-------- DATASET EXCERPTS

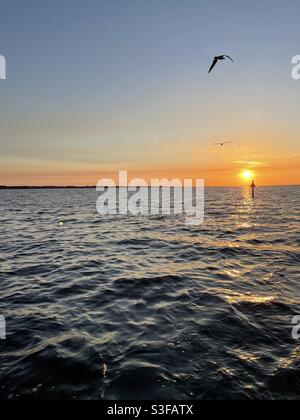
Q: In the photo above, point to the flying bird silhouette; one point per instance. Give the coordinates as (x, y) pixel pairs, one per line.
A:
(217, 59)
(222, 144)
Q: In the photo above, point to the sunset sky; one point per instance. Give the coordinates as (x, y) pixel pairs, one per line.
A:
(94, 87)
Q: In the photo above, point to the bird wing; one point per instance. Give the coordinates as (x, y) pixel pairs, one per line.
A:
(213, 65)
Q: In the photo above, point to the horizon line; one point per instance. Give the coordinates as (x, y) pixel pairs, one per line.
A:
(38, 187)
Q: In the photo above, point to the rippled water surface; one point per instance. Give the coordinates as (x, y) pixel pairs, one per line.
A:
(146, 307)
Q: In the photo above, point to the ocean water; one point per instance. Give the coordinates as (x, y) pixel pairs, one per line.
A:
(146, 307)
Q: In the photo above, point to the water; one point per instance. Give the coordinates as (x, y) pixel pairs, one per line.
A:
(148, 308)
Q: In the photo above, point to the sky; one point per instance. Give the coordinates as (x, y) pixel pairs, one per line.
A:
(98, 86)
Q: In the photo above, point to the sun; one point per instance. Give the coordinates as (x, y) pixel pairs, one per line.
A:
(247, 175)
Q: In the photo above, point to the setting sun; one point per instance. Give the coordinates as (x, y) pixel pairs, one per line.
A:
(247, 175)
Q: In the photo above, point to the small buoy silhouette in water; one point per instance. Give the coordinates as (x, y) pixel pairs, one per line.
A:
(253, 186)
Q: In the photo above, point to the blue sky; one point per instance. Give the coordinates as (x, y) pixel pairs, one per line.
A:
(96, 85)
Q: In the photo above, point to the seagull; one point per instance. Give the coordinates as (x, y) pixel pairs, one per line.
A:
(219, 58)
(222, 144)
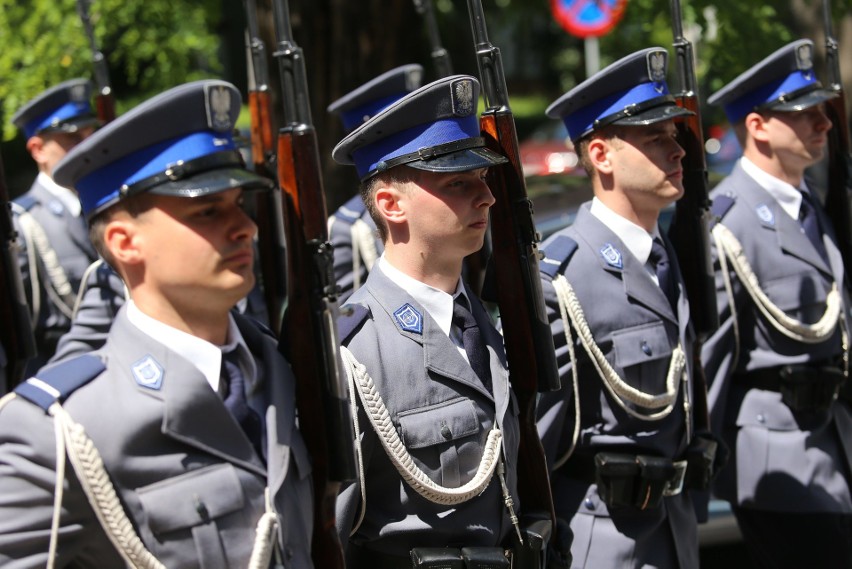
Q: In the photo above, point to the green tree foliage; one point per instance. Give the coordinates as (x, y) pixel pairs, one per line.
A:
(149, 45)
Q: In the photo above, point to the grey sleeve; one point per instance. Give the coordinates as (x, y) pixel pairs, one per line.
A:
(102, 297)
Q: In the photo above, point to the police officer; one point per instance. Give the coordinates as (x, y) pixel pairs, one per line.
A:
(181, 436)
(617, 432)
(436, 424)
(55, 249)
(778, 360)
(351, 230)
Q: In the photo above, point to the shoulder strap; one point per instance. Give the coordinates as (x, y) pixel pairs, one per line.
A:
(352, 317)
(557, 254)
(57, 383)
(720, 207)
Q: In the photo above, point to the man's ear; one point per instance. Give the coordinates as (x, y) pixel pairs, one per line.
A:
(35, 146)
(389, 203)
(755, 125)
(122, 240)
(598, 151)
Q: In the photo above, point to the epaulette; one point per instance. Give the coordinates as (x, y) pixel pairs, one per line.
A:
(58, 382)
(352, 316)
(26, 201)
(352, 210)
(556, 255)
(720, 206)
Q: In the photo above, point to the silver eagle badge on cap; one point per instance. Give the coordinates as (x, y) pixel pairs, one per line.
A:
(78, 93)
(462, 97)
(657, 69)
(612, 256)
(218, 101)
(148, 373)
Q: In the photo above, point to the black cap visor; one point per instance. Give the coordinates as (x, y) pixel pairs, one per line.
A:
(654, 115)
(461, 161)
(213, 182)
(799, 102)
(71, 125)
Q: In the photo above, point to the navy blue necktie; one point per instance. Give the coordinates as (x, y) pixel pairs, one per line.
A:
(474, 345)
(810, 223)
(236, 402)
(659, 257)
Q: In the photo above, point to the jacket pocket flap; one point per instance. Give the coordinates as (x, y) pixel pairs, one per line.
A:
(193, 498)
(440, 423)
(641, 344)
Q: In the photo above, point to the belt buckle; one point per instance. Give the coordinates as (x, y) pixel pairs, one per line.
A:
(675, 485)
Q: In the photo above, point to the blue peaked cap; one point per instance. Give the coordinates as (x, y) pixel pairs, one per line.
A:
(434, 128)
(178, 143)
(362, 103)
(631, 91)
(62, 108)
(783, 81)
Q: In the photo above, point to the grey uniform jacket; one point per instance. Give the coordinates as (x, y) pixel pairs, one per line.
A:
(443, 414)
(102, 294)
(635, 327)
(782, 460)
(186, 474)
(341, 236)
(68, 237)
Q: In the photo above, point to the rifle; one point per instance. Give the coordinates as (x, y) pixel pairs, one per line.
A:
(310, 317)
(837, 203)
(689, 231)
(690, 237)
(267, 205)
(528, 340)
(104, 102)
(16, 334)
(440, 56)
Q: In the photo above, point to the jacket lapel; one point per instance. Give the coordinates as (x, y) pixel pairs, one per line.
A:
(440, 355)
(614, 258)
(192, 412)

----------------

> ASSIGNMENT:
Show a copy of each line from the data that includes the word "grey".

> OUTPUT OF THE EXERCISE:
Q: In the photo above, point to the grey sleeve; one point per instance. Give the coordinates as (x, y) pixel pairs, one per line.
Q: In the photo above, point to the grey uniform jacket; one point per instance. Give the coordinates as (x, y) pixel pairs, one per line.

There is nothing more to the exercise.